[PROBLEMS AND TASKS]
a. Translate this sentence from the humorous dorm packing list into Spanish: "Arms are fine, and dropping laundry is a great way to meet strangers."
b. In the humorous dorm packing list, condense the entry beginning "Dishes (cups, mugs, bowls, plates)" into two short sentences that keep its main points.
c. Answer these questions about the humorous dorm packing list:
(i) What should be done with a bike and bike helmet?
(ii) Which two pieces of clothing are described as fine?
(iii) Whose name is invoked to argue against using soap for laundry?

[PASSAGE TO READ]

Can Opener: You already have scissors, pass.
Dishes (cups, mugs, bowls, plates): Get two mugs. Use them for everything. Tell people the plate/bowl/cup distinction is an arbitrary social construct and you’re just like OVER those labels, man. Only use one; the second is for your dead friends, and no one must use it.
Silverware: Don’t lie, you’re stealing these from the dining hall.
Cleaning Supplies: This means “moist towlettes” and if those cannot clean it request an immediate transfer to another dorm room.
Clothes (including “dressy” outfits): You will never need to dress up and all social rituals requiring “dressy” outfits are fingernails growing on the corpse of a long-dead society. Shorts and a hoodie are fine, and qualify as “dressy” at most Big Ten schools anyway. YOU’RE TOO LOFTY TO WORRY ABOUT THE COSMETIC, SCHOLAR.
Laundry Detergent: They told you water’s a universal solvent in chemistry class. You say I have to use soap? Well, Antoine Lavoisier says I don’t.
Fabric Softener: No one actually knows what fabric softener is, or what it does, and no one has every been brave enough to ask this question of Big Fabric Softener.
Laundry Basket or Bag: Arms are fine, and dropping laundry is a great way to meet strangers.
Umbrella: Not needed. Walk in the rain and save the environment one cycle of a washing machine instead.
Bike & Bike Helmet: Take both immediately to your local bike thief with a smile and a song in your heart.
Ethernet Cable: Glad to see you’re going to be a great member of the class of 2002, enjoy all the Blink 182 you can.
Printer w/USB cable: Skip; you will never ever ever spend the money on replacement ink and whatever printer paper you buy will immediately get used mopping up Easy Mac spills.

[DATA EXTRACTS]
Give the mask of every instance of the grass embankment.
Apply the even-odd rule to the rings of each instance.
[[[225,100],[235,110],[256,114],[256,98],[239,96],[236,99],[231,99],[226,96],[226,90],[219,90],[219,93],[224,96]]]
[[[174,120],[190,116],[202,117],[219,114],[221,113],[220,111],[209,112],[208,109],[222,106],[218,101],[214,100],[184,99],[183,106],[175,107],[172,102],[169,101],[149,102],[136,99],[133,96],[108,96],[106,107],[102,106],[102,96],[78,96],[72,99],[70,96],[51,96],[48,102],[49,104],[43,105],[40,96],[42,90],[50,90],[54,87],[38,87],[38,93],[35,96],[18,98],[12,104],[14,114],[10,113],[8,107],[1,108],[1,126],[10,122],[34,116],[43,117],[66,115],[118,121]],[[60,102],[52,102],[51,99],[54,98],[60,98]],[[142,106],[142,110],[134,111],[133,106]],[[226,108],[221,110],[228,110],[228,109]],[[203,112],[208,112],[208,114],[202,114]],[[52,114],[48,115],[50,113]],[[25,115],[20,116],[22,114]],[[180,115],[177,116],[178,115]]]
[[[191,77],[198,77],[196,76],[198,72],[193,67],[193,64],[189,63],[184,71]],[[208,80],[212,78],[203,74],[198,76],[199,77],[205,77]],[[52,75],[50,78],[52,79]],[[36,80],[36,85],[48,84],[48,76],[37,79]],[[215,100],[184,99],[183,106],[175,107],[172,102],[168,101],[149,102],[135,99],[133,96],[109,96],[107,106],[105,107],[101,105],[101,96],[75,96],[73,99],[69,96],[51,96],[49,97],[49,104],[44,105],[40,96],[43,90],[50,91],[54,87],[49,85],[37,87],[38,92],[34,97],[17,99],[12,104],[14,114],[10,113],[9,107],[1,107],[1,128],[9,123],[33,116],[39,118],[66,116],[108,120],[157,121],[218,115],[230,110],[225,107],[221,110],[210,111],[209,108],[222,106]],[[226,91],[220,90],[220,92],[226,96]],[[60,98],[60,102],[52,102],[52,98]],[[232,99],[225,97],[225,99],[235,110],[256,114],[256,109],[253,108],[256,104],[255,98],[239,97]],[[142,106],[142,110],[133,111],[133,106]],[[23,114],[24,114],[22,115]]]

[ANSWERS TO EACH TASK]
a. Los brazos sirven, y dejar caer la ropa sucia es una excelente manera de conocer a desconocidos.

b. Dishes: Get two mugs, use them for everything, and call the plate/bowl/cup distinction an arbitrary social construct. Use only one of them, since the second is for your dead friends and no one may use it.

c.
(i) Take both immediately to your local bike thief.
(ii) Shorts and a hoodie.
(iii) Antoine Lavoisier.